** Opening DATA SHOWN block **

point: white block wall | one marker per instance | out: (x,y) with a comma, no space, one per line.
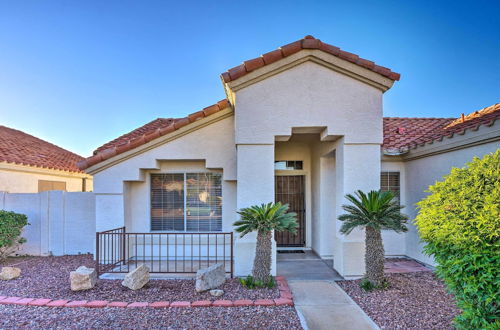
(60,222)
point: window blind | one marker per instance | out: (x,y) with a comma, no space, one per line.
(186,202)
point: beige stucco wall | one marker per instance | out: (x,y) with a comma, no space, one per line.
(212,145)
(24,179)
(308,95)
(312,96)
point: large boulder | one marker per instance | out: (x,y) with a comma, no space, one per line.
(137,278)
(83,278)
(210,278)
(9,273)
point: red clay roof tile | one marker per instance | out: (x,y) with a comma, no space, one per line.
(308,42)
(147,133)
(404,133)
(20,148)
(399,133)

** Closing DATA SHOWN block **

* [TASK REQUIREMENTS]: Reproduce the entries above exactly, without images.

* [SOLUTION FOR THIS EXERCISE]:
point: white block wall | one marker per instance | out: (x,y) with a comma, no space, one per line.
(60,222)
point: window blind | one marker per instance | out: (x,y) with a comma, no space, one per line.
(186,202)
point: beige stucco wall | one marker per instance | out: (x,y) with a comma, no space, one per line.
(212,145)
(24,179)
(308,95)
(312,96)
point: large boulder | one marker per instance | out: (x,y) with a comma, no space, one per line.
(137,278)
(83,278)
(210,278)
(9,273)
point: red clay roof tile | one marker per instance | out: (x,y) with a comma, no space, one per line.
(308,42)
(147,133)
(404,133)
(20,148)
(399,133)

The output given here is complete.